--- start Data ---
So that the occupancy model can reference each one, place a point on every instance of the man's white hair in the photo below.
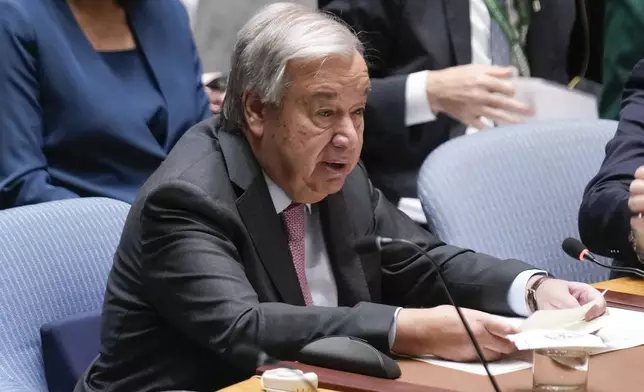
(278, 33)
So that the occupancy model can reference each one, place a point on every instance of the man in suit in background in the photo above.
(243, 237)
(610, 221)
(412, 111)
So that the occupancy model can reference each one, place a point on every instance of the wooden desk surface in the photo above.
(623, 285)
(253, 385)
(620, 369)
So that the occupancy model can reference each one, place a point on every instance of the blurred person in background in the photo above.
(609, 218)
(623, 24)
(95, 93)
(441, 69)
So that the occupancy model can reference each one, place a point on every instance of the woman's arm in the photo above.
(24, 178)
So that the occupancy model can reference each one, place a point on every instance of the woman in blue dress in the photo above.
(93, 95)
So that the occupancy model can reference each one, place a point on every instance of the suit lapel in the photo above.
(256, 209)
(460, 29)
(339, 236)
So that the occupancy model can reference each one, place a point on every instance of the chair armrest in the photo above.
(9, 385)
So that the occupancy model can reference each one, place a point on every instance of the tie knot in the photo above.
(293, 217)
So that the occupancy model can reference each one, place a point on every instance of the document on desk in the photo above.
(553, 101)
(620, 329)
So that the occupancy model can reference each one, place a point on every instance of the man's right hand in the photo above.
(438, 331)
(636, 205)
(469, 92)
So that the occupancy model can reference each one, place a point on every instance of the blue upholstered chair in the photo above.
(515, 191)
(54, 262)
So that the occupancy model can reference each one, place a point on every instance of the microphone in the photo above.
(370, 244)
(577, 250)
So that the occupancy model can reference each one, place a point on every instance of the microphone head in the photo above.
(574, 248)
(367, 244)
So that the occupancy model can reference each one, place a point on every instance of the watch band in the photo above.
(531, 297)
(639, 254)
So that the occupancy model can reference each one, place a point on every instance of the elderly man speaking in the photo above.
(243, 237)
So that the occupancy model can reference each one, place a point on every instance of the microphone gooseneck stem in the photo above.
(458, 309)
(628, 270)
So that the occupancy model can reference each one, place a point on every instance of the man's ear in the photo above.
(254, 113)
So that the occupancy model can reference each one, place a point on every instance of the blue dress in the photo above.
(75, 122)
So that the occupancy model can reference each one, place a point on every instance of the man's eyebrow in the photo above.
(324, 95)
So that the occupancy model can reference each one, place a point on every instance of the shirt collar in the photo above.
(280, 199)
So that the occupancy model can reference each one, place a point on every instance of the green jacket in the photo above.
(623, 48)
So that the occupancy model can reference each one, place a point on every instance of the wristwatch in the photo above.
(639, 253)
(531, 297)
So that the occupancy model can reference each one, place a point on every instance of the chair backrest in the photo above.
(54, 262)
(515, 191)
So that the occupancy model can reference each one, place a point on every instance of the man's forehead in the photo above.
(339, 68)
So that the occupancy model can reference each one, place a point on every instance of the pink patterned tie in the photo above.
(294, 219)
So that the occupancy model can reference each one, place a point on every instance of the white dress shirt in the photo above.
(318, 270)
(317, 266)
(417, 107)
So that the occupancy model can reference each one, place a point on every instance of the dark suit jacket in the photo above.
(604, 216)
(406, 36)
(70, 125)
(203, 267)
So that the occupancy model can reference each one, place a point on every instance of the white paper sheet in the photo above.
(555, 102)
(572, 320)
(622, 330)
(412, 208)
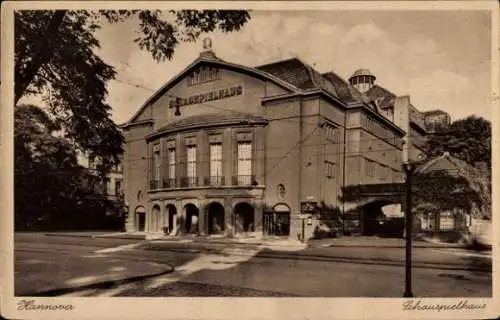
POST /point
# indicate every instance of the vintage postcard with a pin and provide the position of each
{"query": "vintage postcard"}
(249, 160)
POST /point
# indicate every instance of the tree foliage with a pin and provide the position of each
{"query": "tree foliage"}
(51, 188)
(468, 139)
(55, 58)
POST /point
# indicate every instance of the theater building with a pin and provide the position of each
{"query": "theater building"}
(229, 149)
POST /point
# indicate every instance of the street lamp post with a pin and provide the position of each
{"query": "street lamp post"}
(409, 169)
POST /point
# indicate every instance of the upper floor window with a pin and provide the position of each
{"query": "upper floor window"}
(118, 167)
(191, 161)
(157, 165)
(204, 74)
(369, 168)
(330, 169)
(244, 166)
(171, 163)
(332, 133)
(215, 160)
(118, 187)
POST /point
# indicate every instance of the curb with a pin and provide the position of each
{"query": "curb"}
(312, 257)
(98, 285)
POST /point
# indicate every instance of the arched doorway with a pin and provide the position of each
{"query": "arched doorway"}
(140, 219)
(244, 218)
(215, 218)
(155, 219)
(282, 219)
(191, 224)
(380, 217)
(170, 219)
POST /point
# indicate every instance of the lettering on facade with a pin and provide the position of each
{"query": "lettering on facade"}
(208, 96)
(308, 207)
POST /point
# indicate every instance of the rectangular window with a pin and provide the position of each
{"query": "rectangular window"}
(244, 162)
(157, 166)
(330, 169)
(118, 187)
(369, 168)
(191, 165)
(446, 221)
(215, 163)
(171, 164)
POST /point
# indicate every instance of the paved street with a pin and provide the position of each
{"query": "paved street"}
(241, 270)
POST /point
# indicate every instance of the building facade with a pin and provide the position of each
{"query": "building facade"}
--- end Data ---
= Request =
Extract the entries in full, exactly as they are, minus the pictures.

= Final result =
So that the occupancy model can reference each one, place a point on every instance of the man's white hair in the photo below.
(278, 33)
So that the occupancy model can reference each one, place a point on every instance of the man in suit in background in the photo above.
(243, 237)
(610, 221)
(412, 111)
So that the occupancy model can reference each one, place a point on every instance of the wooden desk surface in the photo above.
(623, 285)
(253, 385)
(620, 369)
So that the occupancy model can reference each one, place a point on every instance of the blurred person in background in the photo above.
(609, 218)
(623, 24)
(95, 93)
(441, 69)
So that the occupancy model can reference each one, place a point on every instance of the woman's arm in the photo above.
(24, 178)
So that the occupancy model can reference each one, place a point on every instance of the woman in blue dress in the photo above.
(93, 95)
So that the occupancy model can reference each one, place a point on every instance of the suit lapel in the photo above.
(256, 209)
(460, 29)
(339, 236)
So that the occupancy model can reference each one, place a point on every instance of the chair armrest in the photo above.
(9, 385)
So that the occupancy model can reference each one, place a point on every instance of the tie knot in the photo above.
(293, 217)
So that the occupancy model can reference each one, place a point on every instance of the document on desk in the photo above.
(553, 101)
(620, 329)
So that the occupancy model can reference each one, place a point on every instance of the man's right hand in the photo above.
(438, 331)
(636, 205)
(469, 92)
So that the occupancy model can reference each one, place a point on every instance of the blue upholstered chair in the photo above.
(515, 191)
(54, 262)
So that the occupancy model can reference each one, place a point on every instance of the microphone in the photo above.
(370, 244)
(577, 250)
So that the occupancy model can reference each one, place a point on every instance of the microphone head in the photo above.
(574, 248)
(367, 244)
So that the occupancy model can reference each one, place a point on every instance of the watch band in the photo above.
(531, 297)
(639, 254)
So that the occupancy model can reference each one, place a point on every instance of the elderly man speaking in the photo above.
(243, 237)
So that the occupancy model can reference each one, place a point on every instance of the microphone gooseneck stem in the photo above.
(458, 309)
(628, 270)
So that the occupancy model can reference each one, place a point on every instance of the man's ear in the photo above.
(254, 113)
So that the occupancy model can reference each one, place a point on every instance of the blue dress in the photo above.
(75, 122)
So that the occupancy model can reference each one, place a point on every instance of the man's eyebrow in the photo above.
(324, 95)
So that the occupancy model can reference each one, place a point on every instance of the shirt collar in the photo above.
(280, 199)
So that the occupancy model can reference each one, place a point on every instance of the green jacket in the photo above.
(623, 48)
So that the occupancy model can reference each one, place a point on every instance of the wristwatch in the photo above.
(639, 253)
(531, 297)
So that the occupancy model can reference each one, place a point on every instance of the chair backrest in the photo above.
(54, 262)
(515, 191)
So that the occupancy model can reference each one, place a point on every instance of the man's forehead in the photo above.
(339, 68)
So that the occupancy model can reference each one, place a point on every instance of the pink patterned tie in the photo above.
(294, 219)
So that the occupancy model can reference each one, place a point on every instance of the white dress shirt in the photo above.
(318, 270)
(317, 266)
(417, 107)
So that the occupancy model can reference each one, place a point on every instance of the dark suit jacket in the photo above.
(604, 216)
(406, 36)
(70, 125)
(203, 267)
So that the occupancy model can reference each one, place a point on every instance of the white paper sheet in the photo above.
(555, 102)
(572, 320)
(622, 330)
(412, 208)
POST /point
# indicate every instance of the vintage postcard with a pin and provide the position of each
{"query": "vintage postcard"}
(249, 160)
POST /point
# indicate every instance of the tree foliage with a pin and provide the position of each
{"query": "tree foliage"}
(51, 188)
(468, 139)
(55, 58)
POST /point
# indicate every instance of the theater building with a pin and provide the position of each
{"query": "theater building"}
(229, 149)
POST /point
# indicate every instance of the street lamp post with a pin and provide the position of each
{"query": "street lamp post"}
(409, 169)
POST /point
# indicate every instance of the upper floor window with a pin and provide the position of each
{"query": "upper floor window"}
(118, 167)
(191, 161)
(157, 165)
(204, 74)
(369, 168)
(330, 169)
(244, 166)
(171, 163)
(332, 133)
(215, 160)
(118, 187)
POST /point
# indicate every instance of the curb with a pin and provide the position of each
{"query": "curb"}
(312, 257)
(98, 285)
POST /point
# indicate every instance of the arched doorway with a pin and provide the position of each
{"query": "arched doorway"}
(140, 219)
(244, 218)
(215, 218)
(155, 219)
(282, 219)
(191, 224)
(380, 217)
(170, 219)
POST /point
# indicate every instance of the lettering on facade with a pin and provide the position of each
{"query": "lettering on facade"}
(208, 96)
(308, 207)
POST /point
# indicate every instance of the rectangular window with a pin and provide the position of each
{"query": "rectangular window"}
(244, 162)
(157, 166)
(330, 169)
(118, 187)
(369, 168)
(191, 165)
(446, 221)
(215, 163)
(171, 164)
POST /point
# indicate every instance of the paved street with a pin and provide the position of each
{"query": "paved street"}
(241, 270)
POST /point
# indicate every instance of the building facade with a pin and provide the position of each
{"query": "building facade"}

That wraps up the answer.